I see! My confusion was the existence of X being 2. It seems they are just randomly asserting that X is two (hence it being a variable, and all!). Once x = 2, the equation solves itself. Thanks for clarifying what should have been obvious to me. –  user1477388 Mar 8 at 15:51

2 Answers 2

up vote 1 down vote accepted

It shows three plots for three equations of a line. When the constant term $\theta_0$ is zero, the line passes through the origin (as the middle graph shows). When the "slope" $\theta_1$ is zero, the line is horizontal (constantly equal to $\theta_0$, the $y$ coordinate), as the first graph shows.

When the "slope" $\theta_1$ is positive, the function increases (with increasing $x$), and this possibility is illustrated by the second and third graphs. In fact if those graphs were better drawn, we'd see the lines are parallel (because the slopes of the two lines are equal).

The visual interpretation of $\theta_0$ is the height at which the line crosses the $y$-axis, and thus $\theta_0$ is called the $y$-intercept of the line. To see why this is so, notice that the $y$-axis is where $x=0$. Plugging $x=0$ into the equation, we get $y=h_\theta(0)=\theta_0$. So $\theta_0$ is the height ($y$-coordinate) where the line meets the $y$-axis. Increasing $\theta_0$ causes the whole line to shift up; decreasing $\theta_0$ causes the line to shift downward by that same amount.

Input material |
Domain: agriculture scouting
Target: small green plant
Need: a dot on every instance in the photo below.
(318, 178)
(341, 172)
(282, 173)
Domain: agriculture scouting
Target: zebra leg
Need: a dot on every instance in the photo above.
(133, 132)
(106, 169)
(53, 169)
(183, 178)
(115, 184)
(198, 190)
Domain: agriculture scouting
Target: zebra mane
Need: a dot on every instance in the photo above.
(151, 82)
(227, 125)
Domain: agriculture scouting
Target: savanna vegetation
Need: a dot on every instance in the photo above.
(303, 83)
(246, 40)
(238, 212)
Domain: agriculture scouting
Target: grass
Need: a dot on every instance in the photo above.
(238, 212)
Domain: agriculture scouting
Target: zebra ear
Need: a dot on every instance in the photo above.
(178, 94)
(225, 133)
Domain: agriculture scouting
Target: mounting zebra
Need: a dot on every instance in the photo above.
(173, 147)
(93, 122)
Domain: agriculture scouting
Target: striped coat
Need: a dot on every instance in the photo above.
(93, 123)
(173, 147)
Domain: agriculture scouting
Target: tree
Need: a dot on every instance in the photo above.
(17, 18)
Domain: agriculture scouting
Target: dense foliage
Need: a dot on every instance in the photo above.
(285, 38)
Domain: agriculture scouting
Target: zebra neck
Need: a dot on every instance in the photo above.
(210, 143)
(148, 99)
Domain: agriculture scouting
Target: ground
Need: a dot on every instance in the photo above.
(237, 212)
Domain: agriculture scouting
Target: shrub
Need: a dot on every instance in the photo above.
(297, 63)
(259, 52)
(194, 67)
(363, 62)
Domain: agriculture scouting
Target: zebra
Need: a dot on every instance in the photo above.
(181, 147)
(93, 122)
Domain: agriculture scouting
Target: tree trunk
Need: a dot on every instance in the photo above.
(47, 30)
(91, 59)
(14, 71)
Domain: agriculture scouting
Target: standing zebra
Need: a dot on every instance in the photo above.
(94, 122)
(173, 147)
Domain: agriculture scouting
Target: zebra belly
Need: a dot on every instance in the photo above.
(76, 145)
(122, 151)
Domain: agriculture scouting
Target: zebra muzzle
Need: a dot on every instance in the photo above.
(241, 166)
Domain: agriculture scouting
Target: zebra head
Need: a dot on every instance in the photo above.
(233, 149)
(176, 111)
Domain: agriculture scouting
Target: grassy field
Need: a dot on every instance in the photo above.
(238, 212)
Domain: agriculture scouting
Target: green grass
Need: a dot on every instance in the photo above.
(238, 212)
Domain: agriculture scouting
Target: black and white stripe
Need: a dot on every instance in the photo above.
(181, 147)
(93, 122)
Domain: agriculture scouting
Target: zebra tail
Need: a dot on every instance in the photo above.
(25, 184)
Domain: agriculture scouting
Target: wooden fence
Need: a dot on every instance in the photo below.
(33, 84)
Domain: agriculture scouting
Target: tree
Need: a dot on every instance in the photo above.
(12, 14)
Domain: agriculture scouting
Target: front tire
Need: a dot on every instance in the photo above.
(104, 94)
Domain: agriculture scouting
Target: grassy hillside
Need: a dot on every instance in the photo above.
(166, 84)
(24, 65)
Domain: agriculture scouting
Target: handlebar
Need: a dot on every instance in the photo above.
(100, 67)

Written request 1 | Transcribe the passage on line equations from "I see! My confusion" to "first graph shows.".
Written request 2 | Pull out every line of the records that contains the string "grassy".

Finished answer 1 |
I see! My confusion was the existence of X being 2. It seems they are just randomly asserting that X is two (hence it being a variable, and all!). Once x = 2, the equation solves itself. Thanks for clarifying what should have been obvious to me. –  user1477388 Mar 8 at 15:51

2 Answers 2

up vote 1 down vote accepted

It shows three plots for three equations of a line. When the constant term $\theta_0$ is zero, the line passes through the origin (as the middle graph shows). When the "slope" $\theta_1$ is zero, the line is horizontal (constantly equal to $\theta_0$, the $y$ coordinate), as the first graph shows.

Finished answer 2 |
Target: grassy field
Target: grassy hillside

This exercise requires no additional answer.